■ SELECTION ■
Multi-cloud deploy gotchas (read once before running deploy.sh)

These bit me on the dry-run and deploy.sh now auto-handles most of them, but keep them in mind:

  1. Both clusters must be K8s 1.35+ - DocumentDB operator v0.2.0 requires ImageVolume (GA in 1.35). On 1.34 the operator pod crashloops with a clear requires Kubernetes 1.35+ setup error. cluster-config.yaml (EKS) and AKS provisioning both pin 1.35.
  2. az fleet extension version pin - On az 2.65 the latest fleet extension (1.9.0) crashes; deploy.sh pins to 1.5.0.
  3. kubelogin must be on PATH - Fleet hub is AAD-enabled. deploy.sh runs kubelogin convert-kubeconfig -l azurecli --context hub automatically.
  4. Helm >= 3.14 + Windows symlink fix - kubefleet + fleet-networking helm charts ship CRDs as git symlinks. On Windows checkouts they materialise as text files containing the link target; helm then errors with YAML parse error ... cannot unmarshal string into ... SimpleHead. deploy.sh now restores the symlinks in-place before running helm.
  5. EKS cluster security group needs self-ingress - Pod-to-pod traffic on AWS VPC CNI uses the cluster SG only. Without self-ingress, kube-system pods (CoreDNS, ebs-csi, metrics-server) crashloop. deploy.sh now adds the four required SG rules right after eksctl create cluster.
  6. Istio pinned to 1.23.4 - 1.24+ removed IstioOperator API used by samples/multicluster/gen-eastwest-gateway.sh. Override with ISTIO_VERSION_OVERRIDE=... if needed. On Windows, deploy.sh downloads istio-${VER}-win.zip directly (the curl | sh installer is Linux-only).
  7. Fleet RBAC propagation takes ~1-2 minutes. First call may return Forbidden. Wait and retry.

Connection strings (paste-ready)

Where Connection string
Local Docker mongodb://demo:demo@localhost:27017/?tls=true&tlsAllowInvalidCertificates=true&authMechanism=SCRAM-SHA-256
AKS primary (port-fwd) mongodb://docdb:<PASSWORD>@127.0.0.1:57017/?tls=true&tlsAllowInvalidCertificates=true&directConnection=true
EKS replica (port-fwd) mongodb://docdb:<PASSWORD>@127.0.0.1:57018/?tls=true&tlsAllowInvalidCertificates=true&directConnection=true

Both clusters share the same DocumentDB credentials (one CR, one secret - Fleet propagates it). Get them with: kubectl --context azure-documentdb -n documentdb-preview-ns get secret documentdb-credentials -o jsonpath=''{.data.password}'' | base64 -d

Why port-forward for cloud clusters? The gateway sidecar uses a self-signed cert with CN=localhost. The cloud LBs (Azure LB, AWS NLB) make the public TLS path flaky on first handshake. Port-forward bypasses the LB and just works. Defaults are AKS=57017 and EKS=57018 to match the monitor app.

(Coordinate annotation records)

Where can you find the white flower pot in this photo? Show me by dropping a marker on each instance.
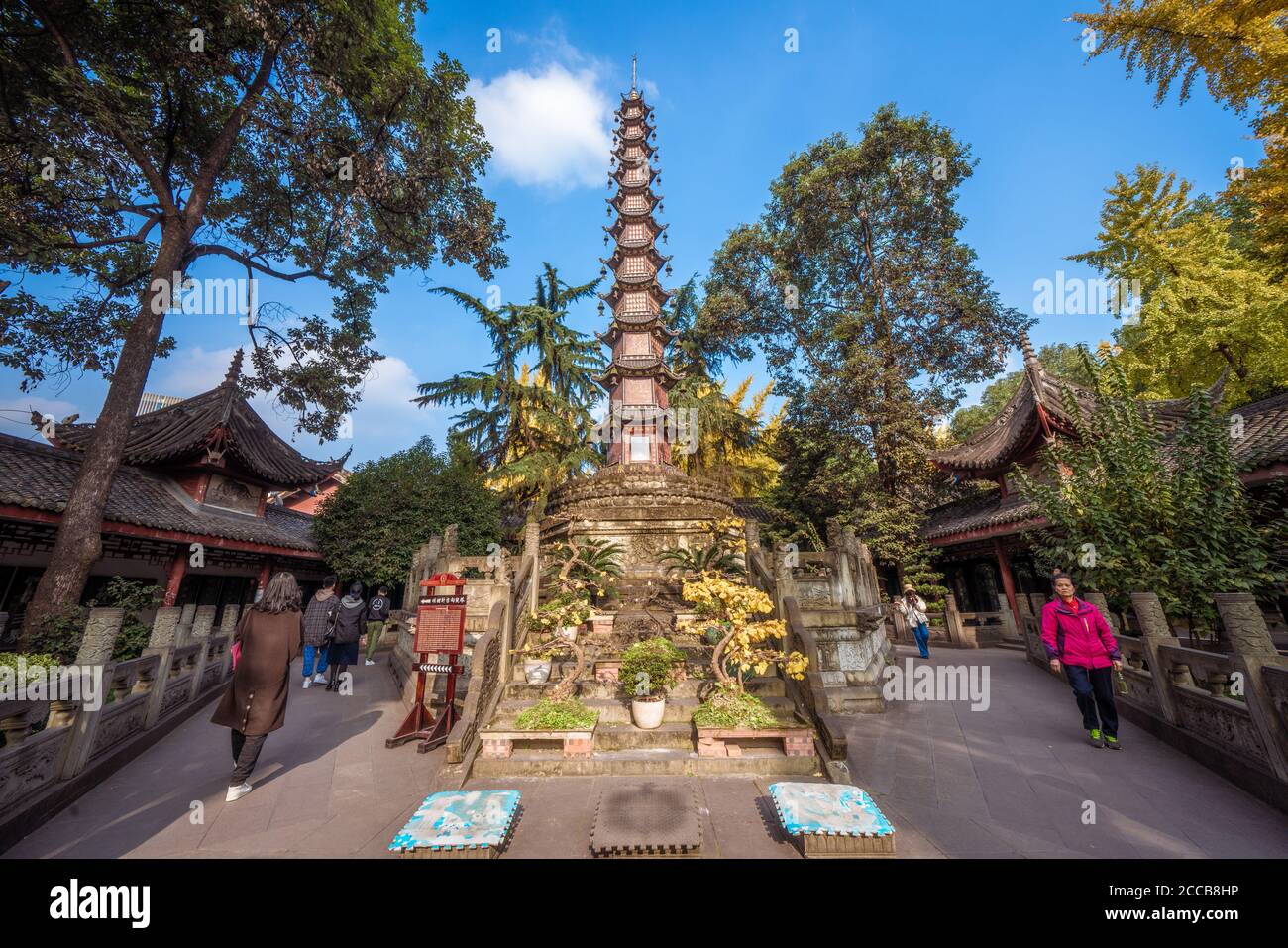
(648, 714)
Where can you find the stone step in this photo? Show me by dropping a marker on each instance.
(627, 737)
(618, 710)
(755, 762)
(605, 690)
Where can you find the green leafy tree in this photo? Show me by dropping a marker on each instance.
(1205, 304)
(531, 429)
(1131, 509)
(871, 314)
(370, 528)
(1060, 360)
(297, 140)
(1237, 48)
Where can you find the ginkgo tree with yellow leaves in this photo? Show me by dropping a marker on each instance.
(1206, 304)
(746, 646)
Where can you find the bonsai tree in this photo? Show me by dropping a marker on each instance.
(648, 668)
(730, 608)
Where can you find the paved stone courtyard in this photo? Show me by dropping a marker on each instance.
(1008, 782)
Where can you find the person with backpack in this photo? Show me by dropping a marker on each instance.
(344, 639)
(318, 620)
(377, 613)
(1078, 639)
(913, 610)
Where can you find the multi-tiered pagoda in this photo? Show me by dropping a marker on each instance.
(639, 498)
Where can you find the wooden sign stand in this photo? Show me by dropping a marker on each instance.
(439, 629)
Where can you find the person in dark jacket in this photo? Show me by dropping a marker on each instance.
(318, 620)
(348, 630)
(269, 635)
(1080, 639)
(377, 613)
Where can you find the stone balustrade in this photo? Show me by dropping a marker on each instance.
(54, 751)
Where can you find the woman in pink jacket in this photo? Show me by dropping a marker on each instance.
(1077, 636)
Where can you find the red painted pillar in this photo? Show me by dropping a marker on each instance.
(265, 575)
(1004, 566)
(178, 570)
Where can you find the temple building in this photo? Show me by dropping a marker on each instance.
(979, 543)
(188, 506)
(639, 497)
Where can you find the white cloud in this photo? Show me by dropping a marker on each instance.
(548, 128)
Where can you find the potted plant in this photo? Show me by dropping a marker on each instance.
(537, 665)
(647, 672)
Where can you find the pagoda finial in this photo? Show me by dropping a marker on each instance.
(235, 369)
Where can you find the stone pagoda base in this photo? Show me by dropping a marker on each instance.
(647, 507)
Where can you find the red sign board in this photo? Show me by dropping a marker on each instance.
(441, 623)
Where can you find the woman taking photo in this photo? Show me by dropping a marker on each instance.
(268, 636)
(1077, 636)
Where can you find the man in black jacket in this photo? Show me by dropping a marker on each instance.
(348, 630)
(377, 613)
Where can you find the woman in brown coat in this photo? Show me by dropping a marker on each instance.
(256, 703)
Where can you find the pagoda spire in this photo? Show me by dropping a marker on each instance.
(636, 377)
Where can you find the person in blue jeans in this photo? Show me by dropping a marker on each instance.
(318, 620)
(913, 609)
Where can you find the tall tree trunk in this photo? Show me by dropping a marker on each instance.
(78, 541)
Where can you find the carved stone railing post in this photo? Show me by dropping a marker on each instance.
(1154, 633)
(532, 552)
(1252, 651)
(204, 621)
(95, 652)
(165, 636)
(1099, 600)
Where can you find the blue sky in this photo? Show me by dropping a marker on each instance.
(1048, 129)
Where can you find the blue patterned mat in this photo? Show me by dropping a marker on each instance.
(827, 809)
(459, 819)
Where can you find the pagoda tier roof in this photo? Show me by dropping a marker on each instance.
(613, 296)
(619, 151)
(1042, 403)
(655, 326)
(213, 428)
(622, 167)
(616, 201)
(638, 368)
(647, 250)
(616, 228)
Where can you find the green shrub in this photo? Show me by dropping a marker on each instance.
(728, 707)
(648, 668)
(557, 715)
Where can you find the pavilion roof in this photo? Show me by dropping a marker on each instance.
(39, 476)
(218, 420)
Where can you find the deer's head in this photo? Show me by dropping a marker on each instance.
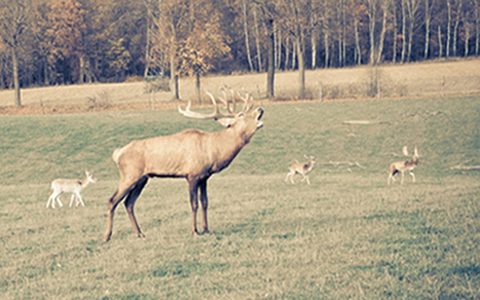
(245, 123)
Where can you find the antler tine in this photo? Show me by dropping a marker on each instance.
(227, 102)
(246, 106)
(188, 113)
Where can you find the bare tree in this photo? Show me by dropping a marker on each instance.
(449, 22)
(385, 8)
(412, 8)
(245, 27)
(428, 17)
(13, 22)
(372, 11)
(459, 7)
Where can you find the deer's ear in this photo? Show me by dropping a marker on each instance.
(226, 122)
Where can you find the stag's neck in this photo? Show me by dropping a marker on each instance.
(228, 145)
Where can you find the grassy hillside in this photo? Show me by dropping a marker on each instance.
(426, 79)
(347, 235)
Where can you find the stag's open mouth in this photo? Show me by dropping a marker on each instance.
(260, 114)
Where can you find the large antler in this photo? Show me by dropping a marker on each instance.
(216, 114)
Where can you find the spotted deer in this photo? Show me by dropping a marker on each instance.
(73, 186)
(403, 166)
(300, 168)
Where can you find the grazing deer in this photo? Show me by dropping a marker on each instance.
(403, 166)
(190, 154)
(300, 168)
(70, 186)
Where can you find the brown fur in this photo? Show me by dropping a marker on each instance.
(191, 154)
(403, 166)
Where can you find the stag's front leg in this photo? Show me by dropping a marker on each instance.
(193, 188)
(119, 194)
(130, 202)
(204, 200)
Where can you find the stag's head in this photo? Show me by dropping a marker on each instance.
(246, 122)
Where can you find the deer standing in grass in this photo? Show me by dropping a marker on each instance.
(301, 168)
(70, 186)
(403, 166)
(190, 154)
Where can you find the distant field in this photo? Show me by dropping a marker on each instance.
(347, 235)
(431, 79)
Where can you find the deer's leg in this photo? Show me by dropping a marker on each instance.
(58, 199)
(288, 175)
(130, 202)
(124, 188)
(413, 175)
(71, 200)
(51, 199)
(79, 200)
(193, 188)
(204, 201)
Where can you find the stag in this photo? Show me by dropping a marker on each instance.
(403, 166)
(190, 154)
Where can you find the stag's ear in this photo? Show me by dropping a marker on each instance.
(226, 122)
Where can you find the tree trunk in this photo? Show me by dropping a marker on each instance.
(477, 29)
(404, 30)
(314, 43)
(455, 30)
(247, 44)
(173, 66)
(279, 51)
(16, 81)
(271, 59)
(287, 52)
(411, 22)
(382, 33)
(197, 87)
(294, 54)
(301, 67)
(449, 20)
(427, 28)
(440, 47)
(327, 49)
(358, 51)
(371, 29)
(395, 29)
(257, 37)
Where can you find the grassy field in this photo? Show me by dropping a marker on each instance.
(347, 235)
(424, 79)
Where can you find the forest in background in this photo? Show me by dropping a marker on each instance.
(51, 42)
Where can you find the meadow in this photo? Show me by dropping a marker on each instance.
(347, 235)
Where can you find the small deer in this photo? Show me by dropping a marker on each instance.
(69, 186)
(301, 168)
(403, 166)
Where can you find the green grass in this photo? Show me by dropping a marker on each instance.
(347, 235)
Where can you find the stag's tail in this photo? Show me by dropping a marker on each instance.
(116, 155)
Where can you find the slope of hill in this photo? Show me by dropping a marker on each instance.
(437, 78)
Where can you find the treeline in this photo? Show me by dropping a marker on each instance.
(48, 42)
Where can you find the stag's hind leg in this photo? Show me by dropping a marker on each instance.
(123, 189)
(204, 201)
(130, 202)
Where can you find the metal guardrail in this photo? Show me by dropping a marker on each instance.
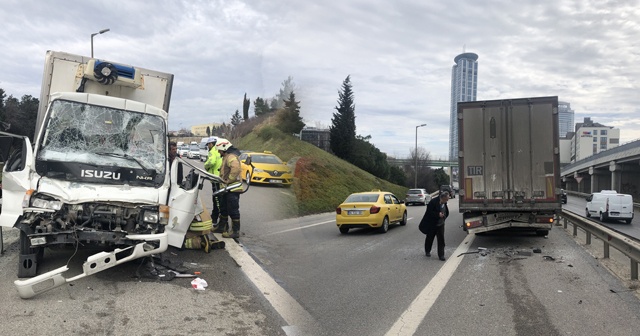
(610, 238)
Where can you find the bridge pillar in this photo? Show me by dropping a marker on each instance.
(616, 173)
(600, 179)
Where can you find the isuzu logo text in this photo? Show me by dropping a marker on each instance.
(99, 174)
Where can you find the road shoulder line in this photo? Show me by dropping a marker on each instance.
(410, 320)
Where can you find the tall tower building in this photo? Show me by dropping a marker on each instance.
(565, 118)
(464, 87)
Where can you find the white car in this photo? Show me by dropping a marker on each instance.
(414, 196)
(608, 204)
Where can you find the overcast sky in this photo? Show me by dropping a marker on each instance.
(399, 55)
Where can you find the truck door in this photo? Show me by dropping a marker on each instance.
(183, 201)
(17, 155)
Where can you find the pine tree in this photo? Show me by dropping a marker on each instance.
(245, 107)
(236, 119)
(343, 124)
(260, 107)
(289, 120)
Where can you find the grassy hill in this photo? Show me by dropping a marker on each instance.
(322, 180)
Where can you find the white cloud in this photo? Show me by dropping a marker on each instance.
(399, 55)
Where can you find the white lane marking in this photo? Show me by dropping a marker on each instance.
(306, 227)
(288, 308)
(298, 228)
(408, 322)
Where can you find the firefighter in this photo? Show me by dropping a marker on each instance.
(212, 166)
(230, 202)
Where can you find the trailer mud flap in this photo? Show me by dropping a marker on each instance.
(94, 264)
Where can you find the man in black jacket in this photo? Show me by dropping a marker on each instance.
(432, 224)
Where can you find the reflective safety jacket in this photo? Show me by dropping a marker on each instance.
(214, 162)
(230, 170)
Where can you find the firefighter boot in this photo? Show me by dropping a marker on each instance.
(234, 232)
(223, 225)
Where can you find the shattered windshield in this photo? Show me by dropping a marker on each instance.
(105, 136)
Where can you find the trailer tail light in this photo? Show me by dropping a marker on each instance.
(544, 219)
(472, 224)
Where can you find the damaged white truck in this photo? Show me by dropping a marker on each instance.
(98, 174)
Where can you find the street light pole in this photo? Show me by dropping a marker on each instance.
(415, 182)
(94, 34)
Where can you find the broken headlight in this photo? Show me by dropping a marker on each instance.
(46, 204)
(151, 216)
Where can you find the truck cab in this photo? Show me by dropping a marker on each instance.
(98, 171)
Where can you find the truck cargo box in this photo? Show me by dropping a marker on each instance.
(509, 158)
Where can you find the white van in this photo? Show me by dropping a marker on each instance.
(608, 204)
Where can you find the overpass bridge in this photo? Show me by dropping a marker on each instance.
(616, 169)
(422, 163)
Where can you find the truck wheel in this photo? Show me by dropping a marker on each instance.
(29, 257)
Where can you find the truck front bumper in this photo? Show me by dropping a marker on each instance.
(94, 264)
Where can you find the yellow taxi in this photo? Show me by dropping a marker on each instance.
(375, 209)
(267, 168)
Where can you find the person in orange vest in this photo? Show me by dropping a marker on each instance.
(230, 202)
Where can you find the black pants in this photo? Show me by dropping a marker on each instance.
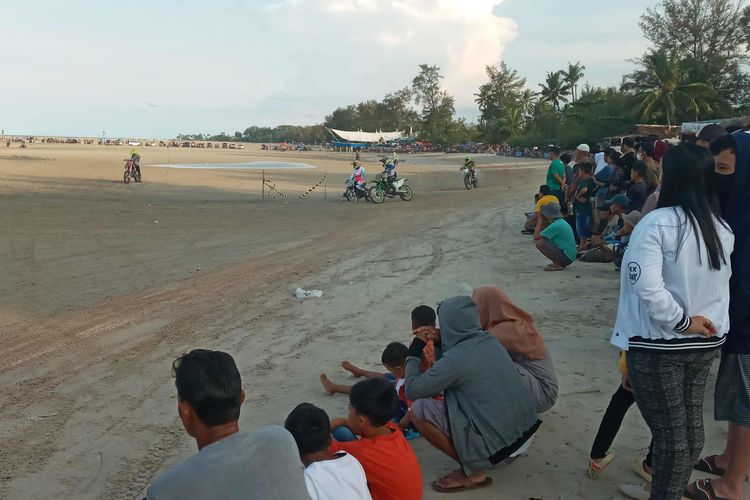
(621, 401)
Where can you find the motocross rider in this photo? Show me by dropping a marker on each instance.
(389, 170)
(471, 165)
(358, 175)
(136, 158)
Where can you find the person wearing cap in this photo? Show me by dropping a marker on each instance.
(732, 395)
(653, 173)
(638, 191)
(621, 175)
(709, 134)
(581, 155)
(582, 204)
(554, 238)
(544, 197)
(602, 178)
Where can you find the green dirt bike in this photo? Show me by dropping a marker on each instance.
(381, 188)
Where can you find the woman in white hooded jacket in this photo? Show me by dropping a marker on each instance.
(673, 313)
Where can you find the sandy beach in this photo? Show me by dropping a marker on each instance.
(104, 284)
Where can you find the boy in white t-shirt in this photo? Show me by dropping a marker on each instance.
(328, 476)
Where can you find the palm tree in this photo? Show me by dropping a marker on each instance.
(661, 88)
(512, 122)
(527, 102)
(555, 90)
(573, 76)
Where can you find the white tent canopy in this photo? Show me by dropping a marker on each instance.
(366, 137)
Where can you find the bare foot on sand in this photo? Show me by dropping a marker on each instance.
(351, 368)
(327, 384)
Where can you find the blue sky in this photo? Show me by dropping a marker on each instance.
(156, 69)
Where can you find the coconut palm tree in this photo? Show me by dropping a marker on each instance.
(554, 89)
(573, 76)
(513, 122)
(527, 102)
(660, 88)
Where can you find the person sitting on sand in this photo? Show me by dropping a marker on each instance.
(393, 359)
(554, 238)
(391, 467)
(488, 415)
(328, 476)
(544, 197)
(230, 463)
(515, 329)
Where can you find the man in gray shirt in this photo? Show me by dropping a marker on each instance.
(229, 464)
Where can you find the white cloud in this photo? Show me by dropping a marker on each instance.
(395, 36)
(267, 62)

■ PROBLEM 1 ■
Based on the multi-cloud deploy notes, why does the setup reach the cloud clusters through port-forwarding instead of the load balancers? Answer in one to three sentences.
■ PROBLEM 2 ■
Repeat the multi-cloud deploy notes verbatim, from "Both clusters share" up to and including "the monitor app.".

■ RESULT 1 ■
The gateway sidecar uses a self-signed certificate with CN=localhost, and the cloud load balancers (Azure LB, AWS NLB) make the public TLS path flaky on the first handshake. Port-forwarding bypasses the load balancer and works reliably.

■ RESULT 2 ■
Both clusters share the same DocumentDB credentials (one CR, one secret - Fleet propagates it). Get them with: kubectl --context azure-documentdb -n documentdb-preview-ns get secret documentdb-credentials -o jsonpath=''{.data.password}'' | base64 -d

Why port-forward for cloud clusters? The gateway sidecar uses a self-signed cert with CN=localhost. The cloud LBs (Azure LB, AWS NLB) make the public TLS path flaky on first handshake. Port-forward bypasses the LB and just works. Defaults are AKS=57017 and EKS=57018 to match the monitor app.